• _Stored rows_
-- begin --

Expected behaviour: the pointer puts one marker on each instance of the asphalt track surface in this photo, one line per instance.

-- end --
-- begin --

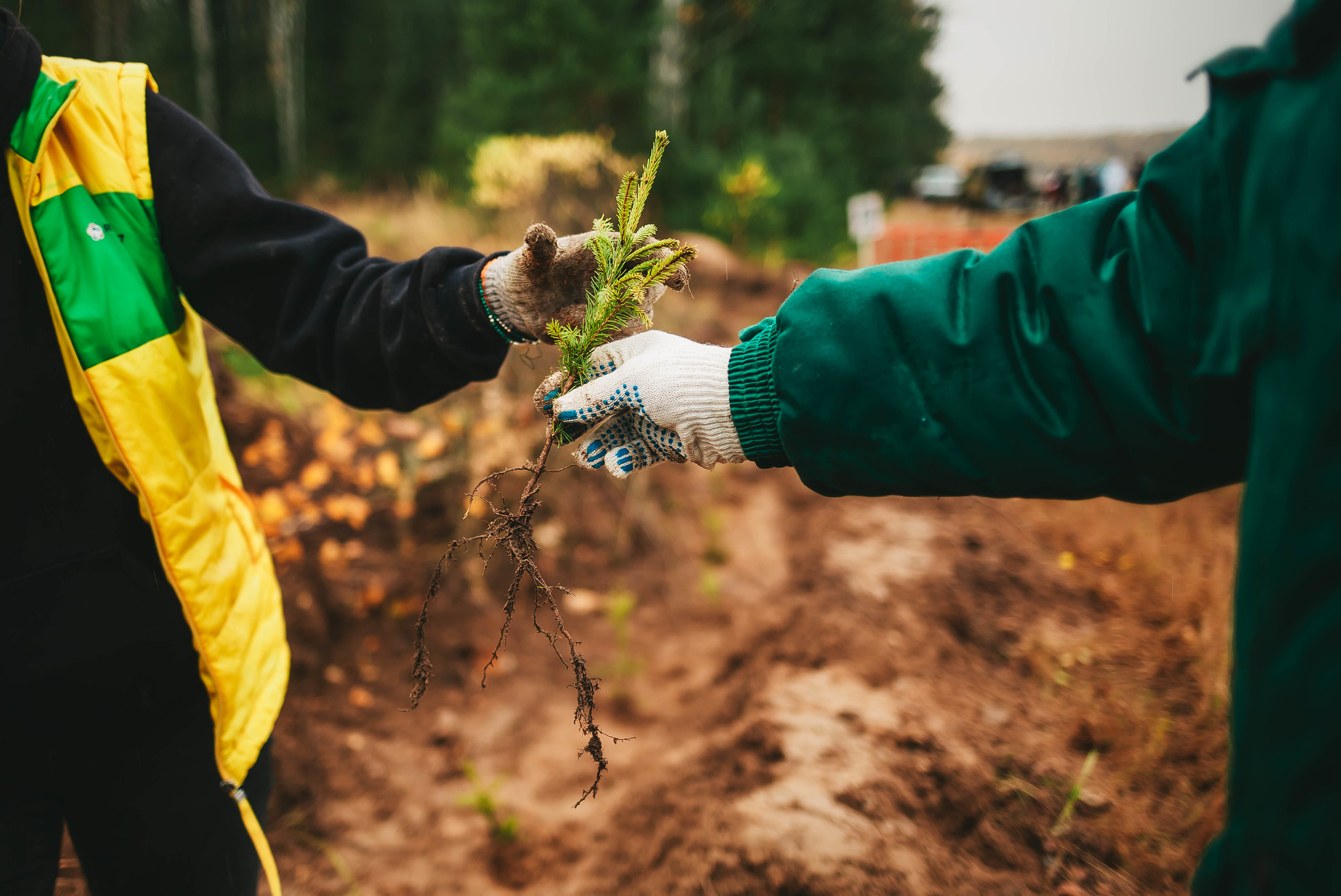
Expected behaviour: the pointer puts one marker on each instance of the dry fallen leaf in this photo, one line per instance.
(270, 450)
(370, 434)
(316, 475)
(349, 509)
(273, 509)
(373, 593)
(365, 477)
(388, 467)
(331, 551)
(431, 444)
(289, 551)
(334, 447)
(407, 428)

-- end --
-- begin --

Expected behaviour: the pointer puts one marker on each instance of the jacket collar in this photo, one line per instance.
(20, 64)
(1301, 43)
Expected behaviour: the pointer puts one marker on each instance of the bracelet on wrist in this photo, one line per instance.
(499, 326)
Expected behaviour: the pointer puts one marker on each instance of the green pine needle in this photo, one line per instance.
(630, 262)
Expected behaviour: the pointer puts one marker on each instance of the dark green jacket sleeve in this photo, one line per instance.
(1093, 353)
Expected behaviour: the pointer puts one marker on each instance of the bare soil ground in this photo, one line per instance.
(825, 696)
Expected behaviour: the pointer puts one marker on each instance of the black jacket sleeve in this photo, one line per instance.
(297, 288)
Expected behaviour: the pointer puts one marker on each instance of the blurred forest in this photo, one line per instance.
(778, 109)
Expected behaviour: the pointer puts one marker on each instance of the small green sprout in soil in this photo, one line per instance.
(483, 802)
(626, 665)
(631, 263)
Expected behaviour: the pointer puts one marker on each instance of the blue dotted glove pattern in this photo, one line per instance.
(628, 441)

-- end --

Tally the lines in the records above that contain the word "sleeve". Give only that number.

2